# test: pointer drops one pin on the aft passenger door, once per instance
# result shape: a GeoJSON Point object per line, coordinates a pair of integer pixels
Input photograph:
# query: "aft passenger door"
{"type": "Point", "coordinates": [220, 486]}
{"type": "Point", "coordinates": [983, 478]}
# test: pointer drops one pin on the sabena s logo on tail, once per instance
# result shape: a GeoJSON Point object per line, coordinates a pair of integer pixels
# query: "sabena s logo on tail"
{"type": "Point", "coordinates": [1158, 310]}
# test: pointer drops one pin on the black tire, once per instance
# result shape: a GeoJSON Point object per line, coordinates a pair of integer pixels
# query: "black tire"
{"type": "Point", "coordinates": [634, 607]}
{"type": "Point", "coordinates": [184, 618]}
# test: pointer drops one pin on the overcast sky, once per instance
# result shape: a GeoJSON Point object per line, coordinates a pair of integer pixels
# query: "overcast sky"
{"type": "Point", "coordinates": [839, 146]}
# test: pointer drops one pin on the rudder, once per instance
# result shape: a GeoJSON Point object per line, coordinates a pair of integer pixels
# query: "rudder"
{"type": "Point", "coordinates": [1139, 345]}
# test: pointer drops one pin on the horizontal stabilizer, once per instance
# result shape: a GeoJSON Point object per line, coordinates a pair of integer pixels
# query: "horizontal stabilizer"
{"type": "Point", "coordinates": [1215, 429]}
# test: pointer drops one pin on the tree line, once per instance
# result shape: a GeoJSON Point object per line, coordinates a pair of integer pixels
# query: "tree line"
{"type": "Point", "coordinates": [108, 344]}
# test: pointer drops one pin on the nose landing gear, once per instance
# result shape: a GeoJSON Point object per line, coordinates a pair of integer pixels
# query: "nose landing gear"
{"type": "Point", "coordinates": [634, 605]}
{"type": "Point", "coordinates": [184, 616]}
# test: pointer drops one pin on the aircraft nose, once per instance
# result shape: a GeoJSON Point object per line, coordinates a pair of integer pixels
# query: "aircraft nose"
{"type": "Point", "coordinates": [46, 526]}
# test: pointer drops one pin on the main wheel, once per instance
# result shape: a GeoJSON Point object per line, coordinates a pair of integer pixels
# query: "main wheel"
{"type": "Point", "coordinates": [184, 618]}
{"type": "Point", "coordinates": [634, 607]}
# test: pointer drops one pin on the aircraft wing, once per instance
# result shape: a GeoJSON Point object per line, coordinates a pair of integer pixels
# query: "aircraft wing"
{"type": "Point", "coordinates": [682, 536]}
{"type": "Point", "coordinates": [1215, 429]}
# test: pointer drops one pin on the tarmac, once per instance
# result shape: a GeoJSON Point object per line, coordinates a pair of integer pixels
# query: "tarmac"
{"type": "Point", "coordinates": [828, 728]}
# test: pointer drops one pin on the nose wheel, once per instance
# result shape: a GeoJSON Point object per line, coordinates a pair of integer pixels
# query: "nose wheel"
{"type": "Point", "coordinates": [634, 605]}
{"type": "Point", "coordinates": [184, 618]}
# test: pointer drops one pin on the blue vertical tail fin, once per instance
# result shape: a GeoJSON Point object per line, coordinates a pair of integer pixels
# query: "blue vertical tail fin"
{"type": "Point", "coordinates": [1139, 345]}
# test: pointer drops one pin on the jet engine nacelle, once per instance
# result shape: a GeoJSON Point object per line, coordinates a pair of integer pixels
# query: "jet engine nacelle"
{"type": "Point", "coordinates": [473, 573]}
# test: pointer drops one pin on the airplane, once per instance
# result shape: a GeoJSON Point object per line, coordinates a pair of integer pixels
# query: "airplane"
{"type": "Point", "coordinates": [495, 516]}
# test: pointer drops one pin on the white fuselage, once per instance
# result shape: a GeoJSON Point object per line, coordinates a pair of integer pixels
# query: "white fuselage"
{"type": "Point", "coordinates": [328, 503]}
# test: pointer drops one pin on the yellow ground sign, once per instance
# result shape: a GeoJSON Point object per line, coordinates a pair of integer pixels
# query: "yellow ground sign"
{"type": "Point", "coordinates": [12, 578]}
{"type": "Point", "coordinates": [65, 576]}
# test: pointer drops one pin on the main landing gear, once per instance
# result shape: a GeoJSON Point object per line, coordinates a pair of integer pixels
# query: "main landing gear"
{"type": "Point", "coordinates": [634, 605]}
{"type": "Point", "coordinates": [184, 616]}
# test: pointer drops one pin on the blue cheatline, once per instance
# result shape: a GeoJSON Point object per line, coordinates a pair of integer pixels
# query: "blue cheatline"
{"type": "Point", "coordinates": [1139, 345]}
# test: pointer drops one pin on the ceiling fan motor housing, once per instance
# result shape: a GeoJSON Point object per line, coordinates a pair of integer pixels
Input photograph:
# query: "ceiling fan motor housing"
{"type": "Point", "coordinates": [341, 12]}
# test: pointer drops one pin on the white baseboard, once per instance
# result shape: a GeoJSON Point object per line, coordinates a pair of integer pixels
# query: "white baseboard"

*-*-*

Write out every row above as a numbered list, one line per item, omitting any blank lines.

1. # test: pointer drops one pin on the aft passenger door, once per instance
2. # result shape: a GeoJSON Point object per line, coordinates a pair of integer pixels
3. Input photograph:
4. # query: "aft passenger door"
5. {"type": "Point", "coordinates": [220, 486]}
6. {"type": "Point", "coordinates": [983, 478]}
7. # test: pointer drops one pin on the sabena s logo on tail, once per instance
8. # result shape: a GeoJSON Point object per line, coordinates a pair of integer pixels
9. # query: "sabena s logo on tail"
10. {"type": "Point", "coordinates": [1158, 310]}
11. # test: pointer drops one pin on the black tire, once per instance
12. # result shape: a GeoJSON Point object per line, coordinates a pair of integer pixels
13. # query: "black tire"
14. {"type": "Point", "coordinates": [634, 607]}
15. {"type": "Point", "coordinates": [184, 618]}
16. # test: pointer drops one pin on the overcast sky, once per instance
17. # result shape: a GeoJSON Point object per line, coordinates a pair of integer pixels
18. # query: "overcast sky"
19. {"type": "Point", "coordinates": [839, 146]}
20. # test: pointer drops one pin on the rudder, once per instance
21. # result shape: a GeoJSON Point object per line, coordinates a pair of integer pixels
22. # query: "rudder"
23. {"type": "Point", "coordinates": [1139, 345]}
24. # test: pointer drops one pin on the horizontal stabilizer, once per instance
25. # result shape: a GeoJSON Point object per line, coordinates a pair of integer pixels
26. # query: "horizontal stabilizer"
27. {"type": "Point", "coordinates": [1215, 429]}
28. # test: pointer drops one pin on the tree line, once per instance
29. # result shape: a GeoJSON Point object per line, coordinates a pair of integer pixels
30. # query: "tree line"
31. {"type": "Point", "coordinates": [108, 344]}
32. # test: pointer drops one pin on the nose landing gear, once per instance
33. # result shape: a GeoJSON Point object per line, coordinates a pair of integer pixels
34. # query: "nose landing gear"
35. {"type": "Point", "coordinates": [634, 605]}
36. {"type": "Point", "coordinates": [184, 616]}
37. # test: pointer drops one pin on the aircraft nose, once per instance
38. # result shape: a GeoJSON Point object per line, coordinates a pair of integer pixels
39. # query: "aircraft nose"
40. {"type": "Point", "coordinates": [46, 526]}
41. # test: pointer drops one pin on the main wheel, once per instance
42. # result shape: a GeoJSON Point object per line, coordinates a pair of integer pixels
43. # query: "main wheel"
44. {"type": "Point", "coordinates": [184, 618]}
45. {"type": "Point", "coordinates": [634, 607]}
46. # test: pointer drops one pin on the aircraft wing, once per instance
47. # result shape: a GeoJSON Point object per line, coordinates a pair of integer pixels
48. # query: "aircraft wing"
49. {"type": "Point", "coordinates": [682, 536]}
50. {"type": "Point", "coordinates": [1215, 429]}
51. # test: pointer drops one pin on the tarmac, once per instance
52. # result shape: a GeoJSON Point object per line, coordinates a pair of integer pixels
53. # query: "tarmac"
54. {"type": "Point", "coordinates": [828, 728]}
55. # test: pointer drops one pin on the nose wheel, once per instance
56. # result shape: a GeoJSON Point object per line, coordinates a pair of integer pixels
57. # query: "nose wheel"
58. {"type": "Point", "coordinates": [634, 605]}
59. {"type": "Point", "coordinates": [184, 618]}
60. # test: pointer drops one pin on the blue vertical tail fin, once per instance
61. # result shape: a GeoJSON Point object per line, coordinates a pair of integer pixels
62. # query: "blue vertical tail fin"
63. {"type": "Point", "coordinates": [1139, 345]}
64. # test: pointer drops one pin on the jet engine nacelle, once per instance
65. # result shape: a GeoJSON Point object per line, coordinates a pair of integer pixels
66. # query: "jet engine nacelle"
67. {"type": "Point", "coordinates": [473, 573]}
68. # test: pointer drops one pin on the airplane, once per instance
69. # result shape: a GeoJSON Point object per line, coordinates a pair of integer pixels
70. # query: "airplane"
71. {"type": "Point", "coordinates": [495, 516]}
72. # test: pointer drops one pin on the white fuselage, once per instance
73. # result shape: a GeoJSON Point object per line, coordinates a pair of integer pixels
74. # query: "white fuselage"
75. {"type": "Point", "coordinates": [328, 503]}
76. # test: pointer drops one pin on the yellow ground sign, once per instance
77. # result shape: a GeoJSON Point object per line, coordinates a pair of integer pixels
78. # query: "yellow ground sign"
79. {"type": "Point", "coordinates": [12, 578]}
80. {"type": "Point", "coordinates": [65, 576]}
81. # test: pointer drops one pin on the main landing gear, once per instance
82. # result shape: a GeoJSON Point object per line, coordinates a pair of integer pixels
83. # query: "main landing gear"
84. {"type": "Point", "coordinates": [634, 605]}
85. {"type": "Point", "coordinates": [184, 616]}
86. # test: pointer drops one pin on the blue cheatline, once per instance
87. # result shape: a GeoJSON Point object per line, coordinates a pair of integer pixels
88. # query: "blue cheatline"
89. {"type": "Point", "coordinates": [1139, 345]}
90. # test: pointer drops one pin on the ceiling fan motor housing, once per instance
91. # result shape: a GeoJSON Point object per line, coordinates a pair of integer pixels
92. Input photograph:
93. # query: "ceiling fan motor housing"
94. {"type": "Point", "coordinates": [341, 12]}
95. # test: pointer drops one pin on the white baseboard, once per instance
96. # result shape: a GeoJSON Point object per line, coordinates a pair of integer pixels
97. # query: "white baseboard"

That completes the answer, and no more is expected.